## PROMPT
Provide the count of lines below where "beam" occurs, with no other output.

——————

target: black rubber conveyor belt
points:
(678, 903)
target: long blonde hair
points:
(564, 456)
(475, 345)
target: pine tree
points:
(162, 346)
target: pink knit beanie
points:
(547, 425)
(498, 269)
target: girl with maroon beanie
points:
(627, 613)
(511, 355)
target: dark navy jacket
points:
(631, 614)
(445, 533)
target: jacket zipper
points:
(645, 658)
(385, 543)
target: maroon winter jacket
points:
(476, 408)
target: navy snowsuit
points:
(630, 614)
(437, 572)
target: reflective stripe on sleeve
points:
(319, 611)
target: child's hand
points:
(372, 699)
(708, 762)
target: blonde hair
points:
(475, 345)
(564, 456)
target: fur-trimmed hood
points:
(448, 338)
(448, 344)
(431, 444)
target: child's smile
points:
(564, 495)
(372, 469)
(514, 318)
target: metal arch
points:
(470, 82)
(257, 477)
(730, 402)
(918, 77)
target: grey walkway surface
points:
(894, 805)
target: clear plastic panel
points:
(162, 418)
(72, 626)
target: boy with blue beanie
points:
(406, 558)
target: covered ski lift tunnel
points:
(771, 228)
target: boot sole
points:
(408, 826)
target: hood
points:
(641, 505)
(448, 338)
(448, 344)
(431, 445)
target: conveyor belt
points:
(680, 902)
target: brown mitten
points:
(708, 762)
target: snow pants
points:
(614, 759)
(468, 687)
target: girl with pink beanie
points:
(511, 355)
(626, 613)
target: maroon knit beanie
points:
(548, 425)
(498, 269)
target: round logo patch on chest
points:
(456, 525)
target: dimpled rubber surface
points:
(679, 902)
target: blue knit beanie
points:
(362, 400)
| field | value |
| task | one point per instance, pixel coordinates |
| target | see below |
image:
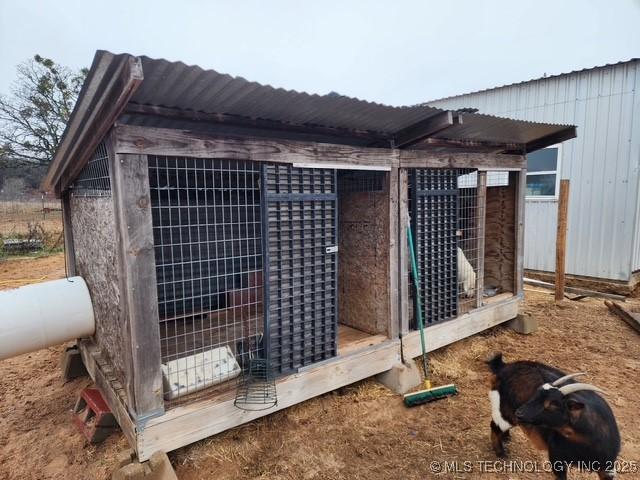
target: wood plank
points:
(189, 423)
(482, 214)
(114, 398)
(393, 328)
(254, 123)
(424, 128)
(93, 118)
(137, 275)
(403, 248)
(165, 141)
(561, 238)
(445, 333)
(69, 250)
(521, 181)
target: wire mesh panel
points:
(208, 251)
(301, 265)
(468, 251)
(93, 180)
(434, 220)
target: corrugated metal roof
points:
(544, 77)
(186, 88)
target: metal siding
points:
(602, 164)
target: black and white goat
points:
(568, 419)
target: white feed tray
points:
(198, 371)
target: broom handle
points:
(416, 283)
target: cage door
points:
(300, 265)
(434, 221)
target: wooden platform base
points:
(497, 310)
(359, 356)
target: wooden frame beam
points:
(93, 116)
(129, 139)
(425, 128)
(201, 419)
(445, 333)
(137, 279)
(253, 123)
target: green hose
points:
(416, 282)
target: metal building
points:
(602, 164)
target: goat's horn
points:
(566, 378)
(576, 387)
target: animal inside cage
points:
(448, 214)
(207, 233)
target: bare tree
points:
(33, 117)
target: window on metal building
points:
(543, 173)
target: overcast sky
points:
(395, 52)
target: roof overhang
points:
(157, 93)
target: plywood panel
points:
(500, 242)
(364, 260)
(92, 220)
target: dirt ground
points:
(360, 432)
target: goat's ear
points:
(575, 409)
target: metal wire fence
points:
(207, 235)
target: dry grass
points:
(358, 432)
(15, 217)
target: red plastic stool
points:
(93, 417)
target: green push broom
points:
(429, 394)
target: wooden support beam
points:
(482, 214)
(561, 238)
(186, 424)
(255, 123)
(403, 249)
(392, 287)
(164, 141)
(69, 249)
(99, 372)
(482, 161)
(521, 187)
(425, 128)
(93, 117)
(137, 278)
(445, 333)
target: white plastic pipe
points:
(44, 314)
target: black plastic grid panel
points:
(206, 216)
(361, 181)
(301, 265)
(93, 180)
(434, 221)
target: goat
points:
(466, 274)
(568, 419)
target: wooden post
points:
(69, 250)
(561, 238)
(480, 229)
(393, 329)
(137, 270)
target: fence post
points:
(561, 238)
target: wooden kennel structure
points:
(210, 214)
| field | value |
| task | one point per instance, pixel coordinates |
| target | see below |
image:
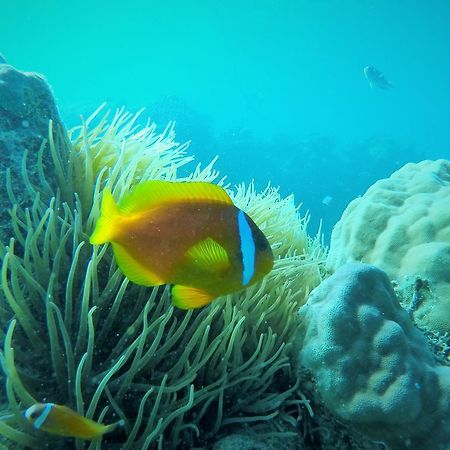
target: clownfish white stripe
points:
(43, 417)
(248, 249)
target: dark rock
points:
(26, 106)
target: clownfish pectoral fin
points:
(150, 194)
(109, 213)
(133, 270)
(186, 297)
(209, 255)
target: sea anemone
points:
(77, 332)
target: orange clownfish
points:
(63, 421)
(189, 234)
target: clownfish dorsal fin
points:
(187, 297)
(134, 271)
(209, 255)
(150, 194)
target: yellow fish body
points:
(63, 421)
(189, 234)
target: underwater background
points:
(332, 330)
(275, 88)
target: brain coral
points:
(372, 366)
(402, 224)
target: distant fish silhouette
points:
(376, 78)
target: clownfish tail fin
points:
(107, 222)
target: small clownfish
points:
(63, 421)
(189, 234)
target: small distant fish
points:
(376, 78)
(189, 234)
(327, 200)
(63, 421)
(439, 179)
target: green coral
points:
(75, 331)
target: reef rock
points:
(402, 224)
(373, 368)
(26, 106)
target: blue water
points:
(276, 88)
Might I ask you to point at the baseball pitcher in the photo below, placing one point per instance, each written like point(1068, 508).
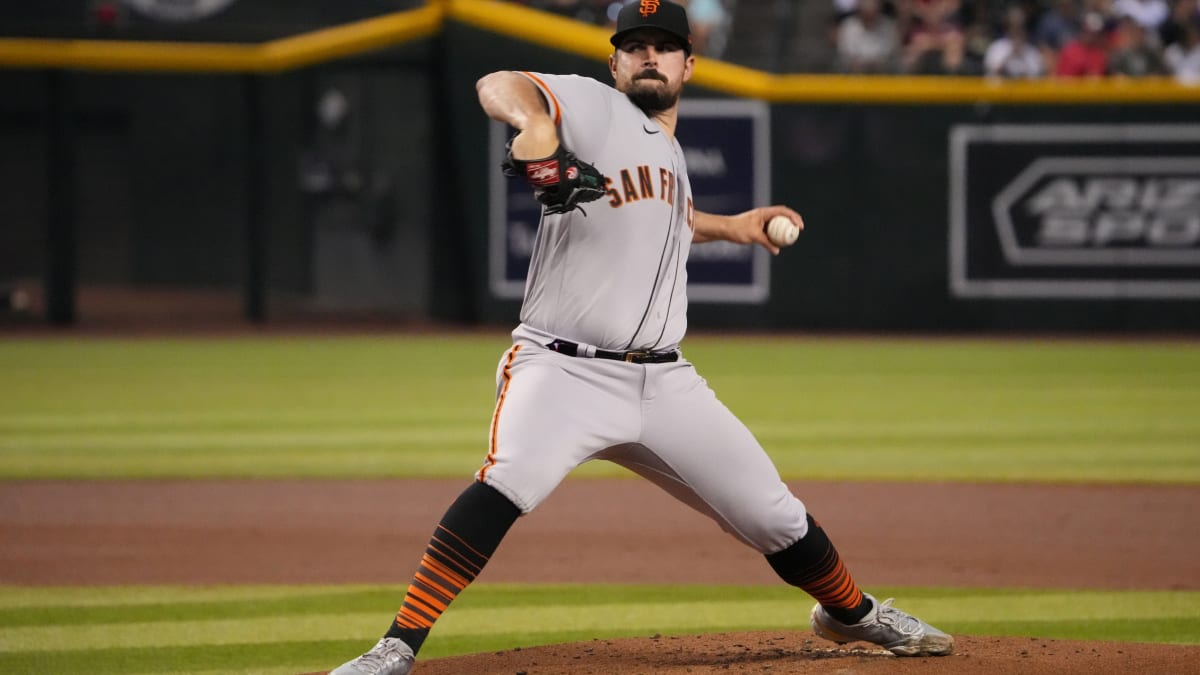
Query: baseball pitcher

——————

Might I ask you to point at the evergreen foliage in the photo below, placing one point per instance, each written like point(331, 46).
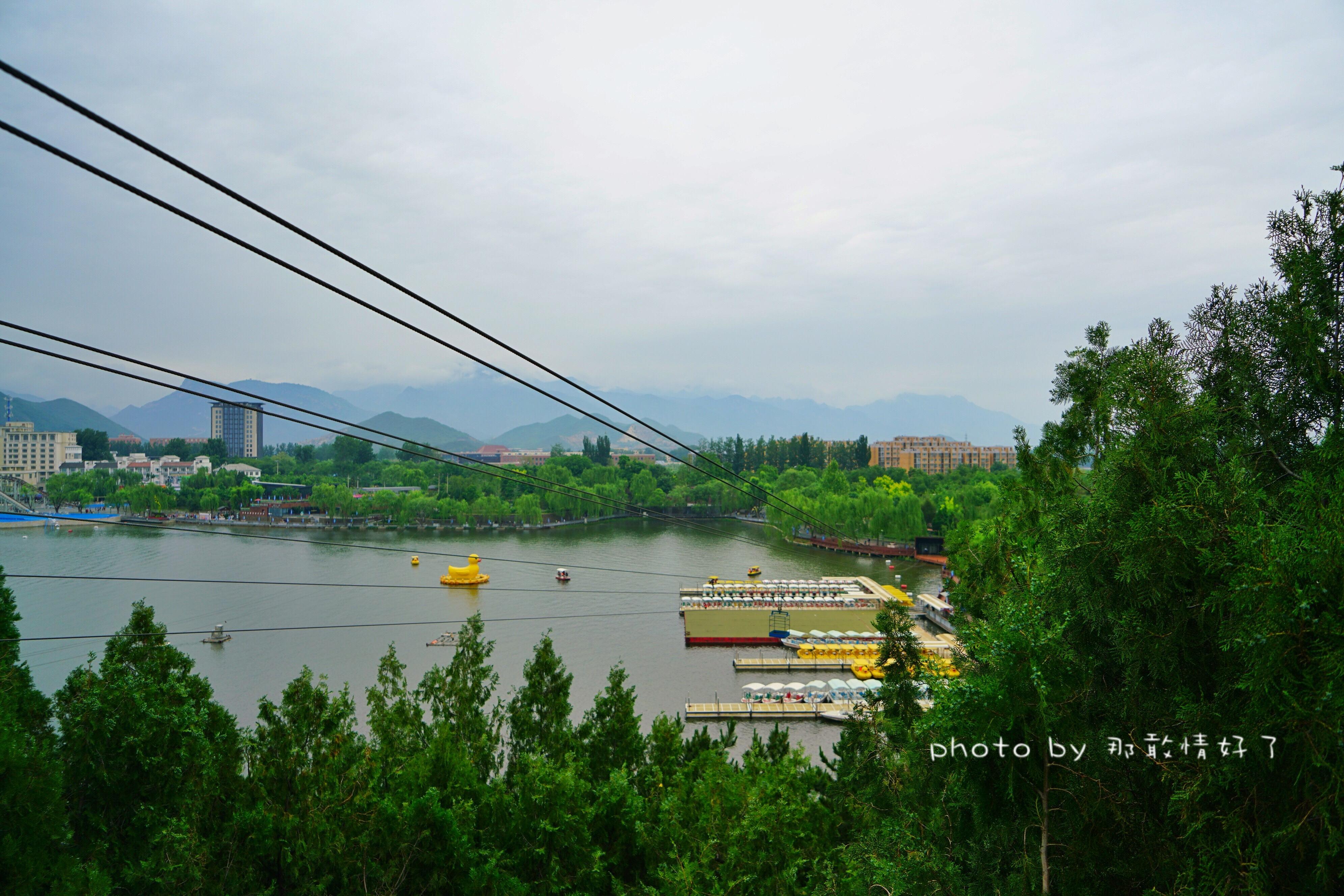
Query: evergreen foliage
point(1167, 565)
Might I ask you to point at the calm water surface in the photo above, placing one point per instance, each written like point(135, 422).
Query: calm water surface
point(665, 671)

——————

## ANSWER FOR THIS EXERCISE
2